Please repeat every entry that follows, keeping each one exactly the same.

= Beginning of Section =

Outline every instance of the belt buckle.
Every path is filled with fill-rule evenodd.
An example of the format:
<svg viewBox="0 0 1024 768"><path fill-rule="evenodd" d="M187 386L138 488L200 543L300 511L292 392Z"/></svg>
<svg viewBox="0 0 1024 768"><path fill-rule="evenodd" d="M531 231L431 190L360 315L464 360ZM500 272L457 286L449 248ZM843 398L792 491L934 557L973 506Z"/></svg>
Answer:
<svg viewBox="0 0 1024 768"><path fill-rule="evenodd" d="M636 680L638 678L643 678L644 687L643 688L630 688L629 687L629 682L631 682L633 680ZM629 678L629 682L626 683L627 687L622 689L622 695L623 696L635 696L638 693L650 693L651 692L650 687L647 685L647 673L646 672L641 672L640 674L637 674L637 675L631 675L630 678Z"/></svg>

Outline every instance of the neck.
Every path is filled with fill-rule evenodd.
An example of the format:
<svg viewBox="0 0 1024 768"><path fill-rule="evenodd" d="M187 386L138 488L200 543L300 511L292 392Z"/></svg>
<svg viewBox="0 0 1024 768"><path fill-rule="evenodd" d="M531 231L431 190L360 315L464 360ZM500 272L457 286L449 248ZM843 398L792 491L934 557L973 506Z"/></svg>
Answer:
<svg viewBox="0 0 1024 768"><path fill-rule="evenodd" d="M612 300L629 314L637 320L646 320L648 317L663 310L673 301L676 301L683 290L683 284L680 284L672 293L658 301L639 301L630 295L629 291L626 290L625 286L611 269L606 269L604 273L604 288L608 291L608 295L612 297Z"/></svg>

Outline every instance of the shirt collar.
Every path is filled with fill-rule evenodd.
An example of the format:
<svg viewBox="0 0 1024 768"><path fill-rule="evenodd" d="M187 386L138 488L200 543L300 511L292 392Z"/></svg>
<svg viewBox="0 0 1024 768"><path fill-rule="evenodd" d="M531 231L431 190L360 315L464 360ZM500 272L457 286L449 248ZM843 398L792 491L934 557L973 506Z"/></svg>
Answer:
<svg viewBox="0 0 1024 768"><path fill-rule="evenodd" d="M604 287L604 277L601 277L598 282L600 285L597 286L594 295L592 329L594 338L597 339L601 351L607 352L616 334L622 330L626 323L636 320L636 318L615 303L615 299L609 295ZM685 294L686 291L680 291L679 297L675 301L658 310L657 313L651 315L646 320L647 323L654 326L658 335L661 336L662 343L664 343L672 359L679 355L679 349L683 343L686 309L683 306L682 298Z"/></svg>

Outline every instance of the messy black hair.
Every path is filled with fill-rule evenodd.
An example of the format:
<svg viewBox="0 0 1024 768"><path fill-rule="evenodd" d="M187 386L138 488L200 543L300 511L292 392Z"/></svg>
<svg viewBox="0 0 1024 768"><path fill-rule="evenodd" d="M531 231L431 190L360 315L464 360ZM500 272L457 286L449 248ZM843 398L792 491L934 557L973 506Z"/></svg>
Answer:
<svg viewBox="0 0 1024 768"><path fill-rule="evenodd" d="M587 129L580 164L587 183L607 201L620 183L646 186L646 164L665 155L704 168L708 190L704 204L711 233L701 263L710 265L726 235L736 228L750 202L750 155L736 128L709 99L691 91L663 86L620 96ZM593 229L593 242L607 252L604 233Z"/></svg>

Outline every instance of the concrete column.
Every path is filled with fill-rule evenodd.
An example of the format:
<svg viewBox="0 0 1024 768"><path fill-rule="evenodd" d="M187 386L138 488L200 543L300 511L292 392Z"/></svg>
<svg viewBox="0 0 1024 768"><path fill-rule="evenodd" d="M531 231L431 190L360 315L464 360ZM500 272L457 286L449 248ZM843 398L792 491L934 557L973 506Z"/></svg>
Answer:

= End of Section =

* Result *
Outline every instance of the belt buckle.
Every path is filled with fill-rule evenodd.
An example of the format:
<svg viewBox="0 0 1024 768"><path fill-rule="evenodd" d="M187 386L138 488L200 543L300 511L292 392Z"/></svg>
<svg viewBox="0 0 1024 768"><path fill-rule="evenodd" d="M531 231L431 190L360 315L464 360ZM500 272L457 286L449 248ZM843 398L792 491L934 557L973 506Z"/></svg>
Answer:
<svg viewBox="0 0 1024 768"><path fill-rule="evenodd" d="M636 680L638 678L643 678L644 687L643 688L630 688L629 687L629 682L631 682L633 680ZM629 678L629 682L626 683L627 687L622 689L622 695L623 696L635 696L638 693L650 693L651 692L650 687L647 685L647 673L646 672L641 672L640 674L637 674L637 675L631 675L630 678Z"/></svg>

Outline every instance of the neck.
Every path is filled with fill-rule evenodd.
An example of the format:
<svg viewBox="0 0 1024 768"><path fill-rule="evenodd" d="M187 386L138 488L200 543L300 511L292 392Z"/></svg>
<svg viewBox="0 0 1024 768"><path fill-rule="evenodd" d="M531 231L431 190L360 315L464 360ZM500 272L457 286L449 248ZM843 398L792 491L934 557L973 506Z"/></svg>
Answer:
<svg viewBox="0 0 1024 768"><path fill-rule="evenodd" d="M612 300L629 314L637 320L646 320L648 317L663 310L673 301L676 301L683 290L683 284L680 284L672 293L658 301L639 301L630 295L629 291L626 290L625 286L611 269L606 269L604 273L604 288L608 291L608 295L612 297Z"/></svg>

Outline every instance of the shirt collar.
Every path is filled with fill-rule evenodd.
An example of the format:
<svg viewBox="0 0 1024 768"><path fill-rule="evenodd" d="M187 386L138 488L200 543L300 511L292 392Z"/></svg>
<svg viewBox="0 0 1024 768"><path fill-rule="evenodd" d="M531 231L431 190L360 315L464 360ZM500 272L457 286L449 248ZM843 398L792 491L934 557L973 506Z"/></svg>
Answer:
<svg viewBox="0 0 1024 768"><path fill-rule="evenodd" d="M604 287L604 277L601 277L598 282L600 285L597 286L594 295L592 329L594 338L597 339L601 351L607 352L616 334L622 330L626 323L636 320L636 318L615 303L615 299L609 295ZM685 294L686 291L680 291L679 297L675 301L658 310L657 313L651 315L646 320L647 323L654 326L658 335L661 336L662 343L664 343L672 359L679 355L679 349L683 343L686 309L683 306L682 298Z"/></svg>

Outline every instance of the messy black hair.
Every path is filled with fill-rule evenodd.
An example of the format:
<svg viewBox="0 0 1024 768"><path fill-rule="evenodd" d="M187 386L138 488L200 543L300 511L292 392Z"/></svg>
<svg viewBox="0 0 1024 768"><path fill-rule="evenodd" d="M531 231L431 190L360 315L464 360ZM500 272L457 286L449 248ZM843 398L792 491L934 557L973 506Z"/></svg>
Answer:
<svg viewBox="0 0 1024 768"><path fill-rule="evenodd" d="M587 129L580 164L587 183L607 201L620 183L646 186L646 164L665 155L704 168L708 190L704 204L711 233L701 263L710 265L726 235L736 228L750 202L750 155L736 128L709 99L691 91L663 86L620 96ZM593 229L593 242L607 252L604 233Z"/></svg>

Outline every instance of the concrete column.
Every path is filled with fill-rule evenodd.
An example of the format:
<svg viewBox="0 0 1024 768"><path fill-rule="evenodd" d="M187 386L138 488L200 543L300 511L292 392Z"/></svg>
<svg viewBox="0 0 1024 768"><path fill-rule="evenodd" d="M531 231L431 190L360 315L464 360ZM500 272L457 286L449 248ZM843 398L792 491L934 557L973 506Z"/></svg>
Answer:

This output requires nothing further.